- [FRAGMENTO DEL DOCUMENTO]:
□ □ □

Octubre abrió una puerta, para algunos hacia el pasado (pues nos hizo repasar el espíritu y horizonte de los últimos 30 años); a otros nos dirigió a un sótano (pues implicó hablar de aquello que preferíamos dar por olvidado o invisibilizar); para unos pocos, la puerta que se abrió conducía necesariamente a toparse con una bifurcación política, a saber, decidir qué futuro tomar. Sea cual sea el caso, la insurrección nos trajo de vuelta a hablar y a mostrar lo incómodo, y así ocurrió. Hoy, en medio de la pandemia que nos sumerge cotidianamente a horizontes breves, parece que la Derecha retorna a hablar de sí misma. Parece.
Aquello de lo que se habla supone reconocer números e identidades, tal vez énfasis. Se habla, pero no se dialoga. Se habla en tanto se querellan unos contra otros, unos se visten de blanco, otros de corbata, y algunos incluso de jeans. Cuesta separar los intereses en las variadas lenguas que visten a los participantes. Pero más confuso aún resulta encontrar una gramática común que, al menos, nos indique las condiciones de posibilidad de reunir aquello que los diferentes fragmentos quieren que la Derecha sea.

□ □ □

(Registros tomados de una colección)
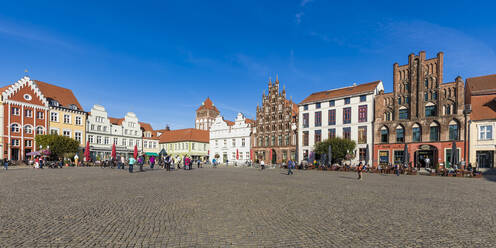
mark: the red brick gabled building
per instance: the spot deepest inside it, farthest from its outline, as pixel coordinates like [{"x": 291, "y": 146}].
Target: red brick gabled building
[{"x": 23, "y": 114}]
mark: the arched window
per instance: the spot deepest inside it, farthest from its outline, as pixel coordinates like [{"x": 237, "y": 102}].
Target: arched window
[
  {"x": 430, "y": 109},
  {"x": 28, "y": 129},
  {"x": 384, "y": 135},
  {"x": 454, "y": 130},
  {"x": 40, "y": 130},
  {"x": 14, "y": 128},
  {"x": 416, "y": 133},
  {"x": 434, "y": 131},
  {"x": 400, "y": 134}
]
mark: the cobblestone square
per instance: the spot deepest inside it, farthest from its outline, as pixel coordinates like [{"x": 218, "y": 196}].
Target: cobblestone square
[{"x": 233, "y": 207}]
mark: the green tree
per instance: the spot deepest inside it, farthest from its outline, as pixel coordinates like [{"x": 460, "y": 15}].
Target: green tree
[
  {"x": 59, "y": 145},
  {"x": 340, "y": 148}
]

□ □ □

Di si cada afirmación coincide con el texto sobre octubre y la Derecha. Contesta sí o no y copia las palabras exactas del texto que lo deciden.
(a) Para unos pocos, la puerta que abrió octubre llevaba a una bifurcación política.
(b) Los participantes dialogan entre sí.
(c) La pandemia nos sumerge en horizontes largos.

- [ESPACIO PARA RESPONDER]:
(a) Sí: "para unos pocos, la puerta que se abrió conducía necesariamente a toparse con una bifurcación política"
(b) No: "Se habla, pero no se dialoga."
(c) No: "la pandemia que nos sumerge cotidianamente a horizontes breves"